Vortrag

Kinder, Küche, Knesset

Elektrotechnikerin, Politikerin und achtfache Mutter: Anastassia Michaeli Foto: Uwe Steinert

Ihren Auftritt am vergangenen Donnerstag hatte sich Anastassia Michaeli gewiss anders vorgestellt. Denn allzu groß schien das Interesse an ihrem Vortrag zum Thema »Karriere und Kindererziehung in Israel« nicht zu sein. Ein gutes Dutzend Zuhörer, mehr nicht. Dabei ist es genau ihr Thema: Schließlich ist die erfolgreiche Karrierefrau selbst Mutter von acht Kindern im Alter zwischen vier und 16 Jahren. Jahrelang pendelte sie zwischen Parlamentssitzungen, Fernsehshows, Fußballturnieren und Hausaufgaben. Ihre Botschaft: Beruf und Kinder sind in Israel kein Gegensatz.

Michaelis Karriere ist ebenso bunt wie glamourös. Sie arbeitete als Model, TV-Moderatorin und Schauspielerin. Darüber hinaus verfügt die gebürtige St. Petersburgerin, die 1997 der Liebe wegen nach Israel einwanderte, über Hochschulabschlüsse in Elektrotechnik und Wirtschaft.

Bis 2013 machte Michaeli vor allem als Knesset-Abgeordnete von sich reden: Als Mitstreiterin von Avigdor Lieberman zog sie 2009 ins israelische Parlament ein. Die erfolgreiche Karrierefrau und Mutter schien damals ein Glücksgriff für die Rechtspartei zu sein: Authentisch und wortgewandt repräsentierte sie Themen, mit denen sie vielen russischen Einwanderern aus dem Herzen sprach: Bildung, Heimatverbundenheit, Emanzipation und unkompliziertere Konversion.

* AUSZUG AUS DATEN *
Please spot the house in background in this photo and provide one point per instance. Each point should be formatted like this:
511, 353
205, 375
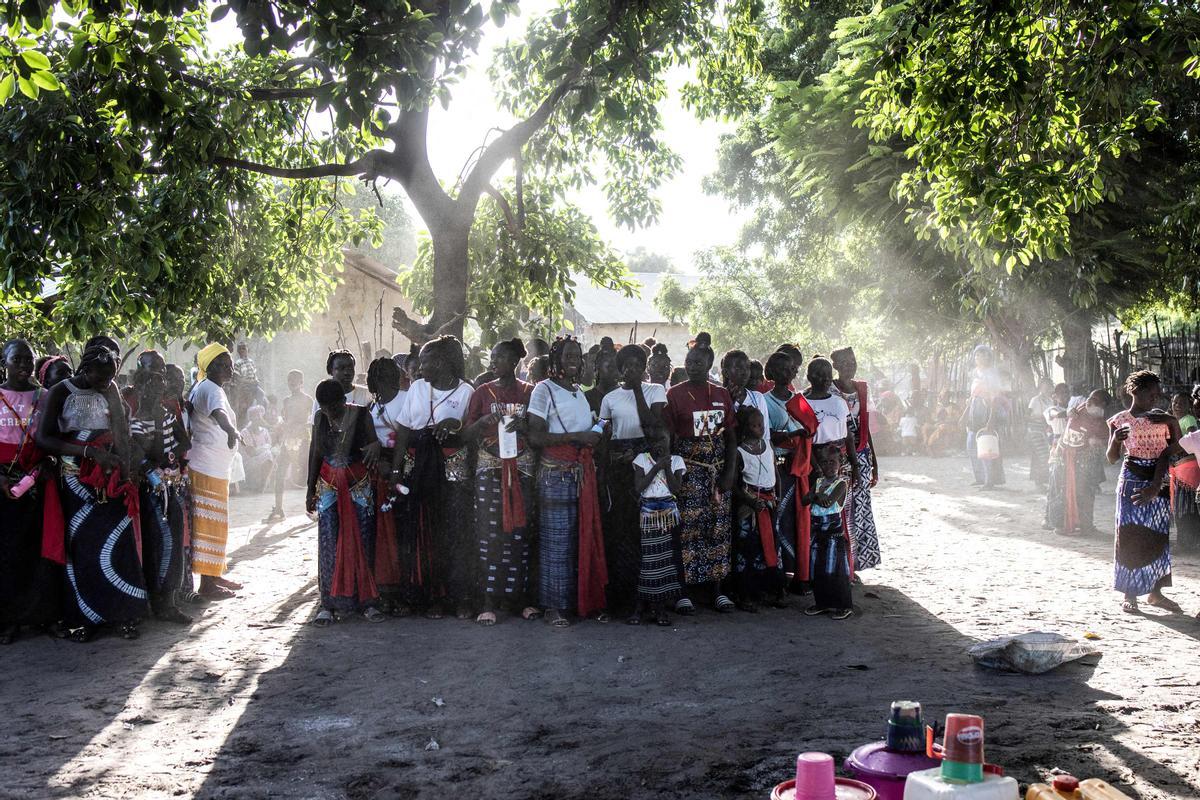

* AUFGABEN ZUM TEXT *
#1 Beantworten Sie die folgenden Fragen zum Text über Anastassia Michaeli.
(a) Wie viele Kinder hat sie, und wie alt sind sie?
(b) In welchem Jahr und aus welchem Grund wanderte sie nach Israel ein?
(c) In welchem Jahr zog sie ins israelische Parlament ein, und an wessen Seite?
#2 Schreiben Sie den Text über Anastassia Michaeli nach seinem letzten Satz weiter.

* LÖSUNGEN DER REIHE NACH *
#1
(a) Sie hat acht Kinder im Alter zwischen vier und 16 Jahren.
(b) Sie wanderte 1997 der Liebe wegen nach Israel ein.
(c) Sie zog 2009 als Mitstreiterin von Avigdor Lieberman ins Parlament ein.

#2
Diaspora Derzeit gönnt sich die ehemalige Israel-Beiteinu-Abgeordnete eine Auszeit vom Politikbetrieb. Die nutzt sie für Begegnungen mit jüdischen Gemeinden in der Diaspora. Vergangene Woche besuchte sie deshalb auf Einladung von Keren Hayesod Berlin. Das Ziel ihrer Reise: Juden in Deutschland über Israel informieren.

Dass ihr Vortrag in eher familiärer Runde stattfand, nahm die Ex-Parlamentarierin gelassen. »Ich finde diesen kleinen Rahmen viel direkter«, gestand Michaeli. »So kann ich Sie besser kennenlernen.« Sie wirkte fast erleichtert darüber, die Politikerfassade abzustreifen. Sie könne es gut verstehen, wenn Eltern Freizeitaktivitäten mit ihren Kindern trockenen Gastvorträgen vorzögen. So war das Eis schnell geschmolzen: Aus dem offiziellen Auftritt wurde im Handumdrehen eine warmherzige Begegnung.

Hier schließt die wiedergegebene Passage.